▸ Requirement 1
In the blog post about spicy food, translate this sentence into Spanish: "It is not fun breathing in the fumes when you have a hot pot of chillies cooking."
▸ Requirement 2
According to the blog post about spicy food, how many habaneros go into the homemade salsa?
▸ Requirement 3
Resume the blog post about spicy food, picking up after its final sentence.

==== Passage provided

Some Like it Hot

How spicy do you like your food? 

Chili peppers – spicy and burning hot — Vector by toranoko

I was cleaning out my hot sauce collection to get more packed for moving. Now I have hot sauce that when the factory makes them they need safety gear. 

Some of the hot stuff at my home.

I make very spicy salsa. When I make a batch at home I wear gloves, a bandana over my mouth and sometimes eye protection. It is not fun breathing in the fumes when you have a hot pot of chillies cooking. You don’t want any on your skin or under your nails. I tell my family if you are cutting peppers don’t touch any mucus membranes so not your nose, mouth or eyes. And whatever you do, wash 3 times in cold water before going to the bathroom.

I can’t handle it as spicy as I used to. Got me thinking, what if I make my own hot sauce? 

Pepper’s spicyness go on a scale range called the Scoville scale, named after an American pharmacist in 1912. This goes from the more human tolerable range of things like paprika and banana pepper up to the “you might be better to set yourself on fire than try to digest them” level. Dragon breath, ghost pepper, scorpion peppers.  The hottest 

I have tried things that had ghost pepper in it. The jelly from Seattle Washington was the only one that had good flavors, everything else was hot but bland. Heat without flavor is just burn your face off with no enjoyment.

My range of enjoyment is the middle of the road with habaneros or Thai Chillies. They are still more than many people I know can handle. 

My homemade salsa has 6 cups of banana peppers and 6 to 8 habaneros. 6 cups of tomatoes, 1 cup of onions, fresh oregano, fresh ground cumin, fresh lime juice and apple cider vinegar. It is so tasty. I make about 24 jars, 2 a month for a year. I used to use 6 cups of jalapenos in place of the bananas. I switched it out because myself and another family member have problems with jalapenos.

2 years ago we started doing spicy pickles too. Adding a full hot pepper to a Litre (quart) jar of pickles.

========
==== Records provided

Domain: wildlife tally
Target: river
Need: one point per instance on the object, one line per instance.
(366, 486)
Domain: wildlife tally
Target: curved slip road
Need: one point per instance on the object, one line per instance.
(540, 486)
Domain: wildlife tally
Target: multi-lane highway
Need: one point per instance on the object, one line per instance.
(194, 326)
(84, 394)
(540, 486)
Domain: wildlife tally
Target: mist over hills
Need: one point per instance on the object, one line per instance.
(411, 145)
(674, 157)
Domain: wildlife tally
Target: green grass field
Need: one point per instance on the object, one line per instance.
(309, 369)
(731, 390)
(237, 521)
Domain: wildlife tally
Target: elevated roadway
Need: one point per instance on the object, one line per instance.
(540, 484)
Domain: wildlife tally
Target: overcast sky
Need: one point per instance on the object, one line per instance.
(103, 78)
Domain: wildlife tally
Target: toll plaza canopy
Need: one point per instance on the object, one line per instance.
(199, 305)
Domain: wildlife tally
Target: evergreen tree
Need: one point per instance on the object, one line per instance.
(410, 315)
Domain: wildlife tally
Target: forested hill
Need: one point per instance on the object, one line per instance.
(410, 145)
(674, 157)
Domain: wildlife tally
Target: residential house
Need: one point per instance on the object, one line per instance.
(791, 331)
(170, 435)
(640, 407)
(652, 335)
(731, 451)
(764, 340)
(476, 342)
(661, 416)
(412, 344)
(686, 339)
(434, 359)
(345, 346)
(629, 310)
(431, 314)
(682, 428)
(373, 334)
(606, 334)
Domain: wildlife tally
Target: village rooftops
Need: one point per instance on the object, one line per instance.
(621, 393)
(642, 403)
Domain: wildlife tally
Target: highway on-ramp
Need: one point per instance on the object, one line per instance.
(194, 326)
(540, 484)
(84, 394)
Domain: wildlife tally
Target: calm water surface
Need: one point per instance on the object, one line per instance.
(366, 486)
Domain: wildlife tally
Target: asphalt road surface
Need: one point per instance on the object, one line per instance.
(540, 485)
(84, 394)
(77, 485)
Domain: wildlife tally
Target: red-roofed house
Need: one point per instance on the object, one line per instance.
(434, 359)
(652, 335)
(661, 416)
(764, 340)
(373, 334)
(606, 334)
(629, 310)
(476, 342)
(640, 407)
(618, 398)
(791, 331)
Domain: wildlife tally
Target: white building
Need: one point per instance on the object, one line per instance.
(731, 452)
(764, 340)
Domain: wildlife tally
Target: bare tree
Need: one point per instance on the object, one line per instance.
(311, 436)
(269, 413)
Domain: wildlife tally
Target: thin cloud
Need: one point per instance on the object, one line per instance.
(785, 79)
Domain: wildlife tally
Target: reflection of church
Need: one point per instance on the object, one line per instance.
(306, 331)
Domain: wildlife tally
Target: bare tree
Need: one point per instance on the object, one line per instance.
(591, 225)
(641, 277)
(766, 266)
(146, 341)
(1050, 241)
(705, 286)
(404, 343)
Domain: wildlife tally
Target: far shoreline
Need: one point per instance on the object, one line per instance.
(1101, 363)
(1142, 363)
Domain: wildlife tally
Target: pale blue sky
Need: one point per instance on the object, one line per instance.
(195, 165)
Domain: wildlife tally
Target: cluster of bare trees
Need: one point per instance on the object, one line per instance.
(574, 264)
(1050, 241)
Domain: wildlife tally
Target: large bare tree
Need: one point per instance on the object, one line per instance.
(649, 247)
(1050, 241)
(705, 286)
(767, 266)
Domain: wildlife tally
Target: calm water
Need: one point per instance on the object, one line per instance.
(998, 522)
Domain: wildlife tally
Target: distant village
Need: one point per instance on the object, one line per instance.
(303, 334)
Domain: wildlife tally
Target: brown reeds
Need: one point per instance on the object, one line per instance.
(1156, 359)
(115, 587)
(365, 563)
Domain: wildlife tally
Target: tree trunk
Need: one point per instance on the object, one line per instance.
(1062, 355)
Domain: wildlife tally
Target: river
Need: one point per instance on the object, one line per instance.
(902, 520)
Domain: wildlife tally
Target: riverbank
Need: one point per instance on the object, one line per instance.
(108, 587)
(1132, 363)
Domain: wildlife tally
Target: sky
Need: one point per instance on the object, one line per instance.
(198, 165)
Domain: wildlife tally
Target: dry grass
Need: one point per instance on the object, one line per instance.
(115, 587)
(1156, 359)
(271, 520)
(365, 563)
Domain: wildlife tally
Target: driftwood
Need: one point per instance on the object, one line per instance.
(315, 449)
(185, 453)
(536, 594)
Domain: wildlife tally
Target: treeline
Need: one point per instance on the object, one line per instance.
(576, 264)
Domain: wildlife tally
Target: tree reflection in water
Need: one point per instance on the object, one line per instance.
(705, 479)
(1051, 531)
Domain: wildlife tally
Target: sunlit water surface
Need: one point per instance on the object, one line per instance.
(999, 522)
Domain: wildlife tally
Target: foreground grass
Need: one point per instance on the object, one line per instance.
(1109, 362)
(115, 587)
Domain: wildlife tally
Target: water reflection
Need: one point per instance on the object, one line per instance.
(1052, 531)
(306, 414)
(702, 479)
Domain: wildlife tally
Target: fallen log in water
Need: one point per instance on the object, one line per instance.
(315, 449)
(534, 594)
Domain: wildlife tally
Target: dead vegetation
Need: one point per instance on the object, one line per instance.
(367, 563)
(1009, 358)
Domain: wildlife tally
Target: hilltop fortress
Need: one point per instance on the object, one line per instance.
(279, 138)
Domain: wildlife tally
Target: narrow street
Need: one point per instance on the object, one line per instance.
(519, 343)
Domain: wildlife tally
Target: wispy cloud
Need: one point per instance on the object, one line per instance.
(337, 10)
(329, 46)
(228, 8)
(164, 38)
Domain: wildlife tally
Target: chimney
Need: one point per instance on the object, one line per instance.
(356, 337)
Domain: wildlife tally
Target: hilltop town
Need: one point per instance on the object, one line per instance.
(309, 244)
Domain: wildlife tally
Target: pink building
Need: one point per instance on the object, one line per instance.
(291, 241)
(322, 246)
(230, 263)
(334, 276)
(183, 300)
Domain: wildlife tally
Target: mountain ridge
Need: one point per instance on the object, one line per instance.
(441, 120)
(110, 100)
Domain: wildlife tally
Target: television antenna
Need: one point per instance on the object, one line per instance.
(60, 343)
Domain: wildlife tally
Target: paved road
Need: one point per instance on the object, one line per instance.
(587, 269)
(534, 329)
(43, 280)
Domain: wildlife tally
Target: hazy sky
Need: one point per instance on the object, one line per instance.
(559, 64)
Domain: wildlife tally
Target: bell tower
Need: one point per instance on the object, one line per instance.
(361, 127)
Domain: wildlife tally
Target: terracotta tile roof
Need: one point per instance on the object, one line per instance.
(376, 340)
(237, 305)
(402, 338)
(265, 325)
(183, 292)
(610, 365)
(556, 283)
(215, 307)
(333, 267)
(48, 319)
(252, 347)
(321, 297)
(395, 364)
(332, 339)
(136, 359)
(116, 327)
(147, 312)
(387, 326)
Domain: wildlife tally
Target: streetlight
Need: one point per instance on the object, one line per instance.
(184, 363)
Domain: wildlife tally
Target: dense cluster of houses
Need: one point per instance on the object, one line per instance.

========

▸ Response 1
No es nada agradable respirar los vapores cuando tienes una olla caliente de chiles cocinándose.

▸ Response 2
6 to 8 habaneros.

▸ Response 3
One of the places I buy hot sauces from is Pepper Palace, the staff there is so awesome at helping you select the right products for you and others. Before the pandemic they gave you the ability to sample many of their products. I like that. Before being able to do that I have dumped out many sauces that were not enjoyed. If you want to see how hot sauce is made this by Brian Ambs.

In hotter parts of the world like Trinidad or Northeast Indian states of Arunachal Pradesh, Assam, Nagaland and Manipur, they grow peppers year round (where some of the worlds spicyest peppers come from), in Canada we have to grow in our home with heat and grow lights or heated greenhouse from early summer to later in the year like June or July. The advantages of growing any pepper, spicy or not, in the home is they have a head start for the year and I have had pepper going all winter in the house. The disadvantages are sometimes your plants get sick, Sadly that is what happened this year as I had to take my lights down to pack up for moving. So I’m down 4 plants. Next Year once I move I will grow more hot peppers from seeds.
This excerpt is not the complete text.